__Aim__
Exactly reproduce the lines from the one holding "Audit log entry: the wooden" through the final line of the listing below, with both ends included and nothing else.

Begin Record list

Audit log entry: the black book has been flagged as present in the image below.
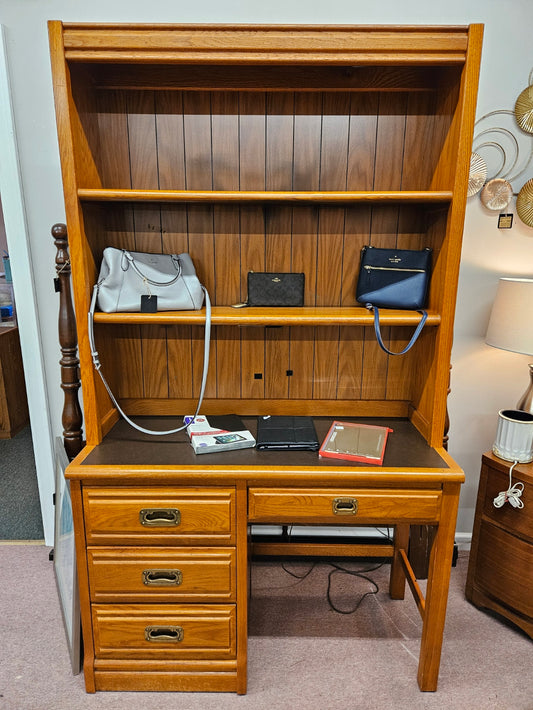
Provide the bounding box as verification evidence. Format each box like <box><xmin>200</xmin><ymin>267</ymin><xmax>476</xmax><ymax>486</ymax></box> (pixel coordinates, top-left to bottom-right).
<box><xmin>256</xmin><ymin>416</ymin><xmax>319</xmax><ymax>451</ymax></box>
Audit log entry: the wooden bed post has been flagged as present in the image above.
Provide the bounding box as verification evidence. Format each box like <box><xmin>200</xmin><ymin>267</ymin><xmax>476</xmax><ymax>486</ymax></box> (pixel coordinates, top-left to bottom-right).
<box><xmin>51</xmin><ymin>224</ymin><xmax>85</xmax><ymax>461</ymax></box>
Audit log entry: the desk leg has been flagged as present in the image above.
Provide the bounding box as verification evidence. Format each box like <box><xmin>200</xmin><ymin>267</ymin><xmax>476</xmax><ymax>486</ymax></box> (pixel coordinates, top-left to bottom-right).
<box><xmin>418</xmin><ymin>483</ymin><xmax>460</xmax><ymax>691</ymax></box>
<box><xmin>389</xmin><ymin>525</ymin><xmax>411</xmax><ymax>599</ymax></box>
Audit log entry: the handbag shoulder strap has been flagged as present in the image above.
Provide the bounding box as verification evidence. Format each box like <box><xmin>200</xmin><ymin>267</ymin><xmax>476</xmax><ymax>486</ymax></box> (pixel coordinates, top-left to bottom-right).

End Record list

__Solution for this problem__
Audit log entry: the wooden bed post has been flagged as present in the image above.
Provide the bounding box as verification evidence. Format each box like <box><xmin>200</xmin><ymin>267</ymin><xmax>476</xmax><ymax>486</ymax></box> (pixel coordinates, top-left to bottom-right).
<box><xmin>51</xmin><ymin>224</ymin><xmax>85</xmax><ymax>461</ymax></box>
Audit log entry: the desk leg has been flagged as present in the image above.
Provide the bounding box as verification evidence. Format each box like <box><xmin>200</xmin><ymin>267</ymin><xmax>476</xmax><ymax>486</ymax></box> (pixel coordinates, top-left to bottom-right).
<box><xmin>418</xmin><ymin>483</ymin><xmax>460</xmax><ymax>691</ymax></box>
<box><xmin>389</xmin><ymin>525</ymin><xmax>411</xmax><ymax>599</ymax></box>
Audit log entry: the handbag shoulder strap has been flagged as present in the image above.
Provide the bounding box as verification evidence. Format each box like <box><xmin>200</xmin><ymin>267</ymin><xmax>476</xmax><ymax>486</ymax></box> (pixel coordinates, top-left to bottom-right).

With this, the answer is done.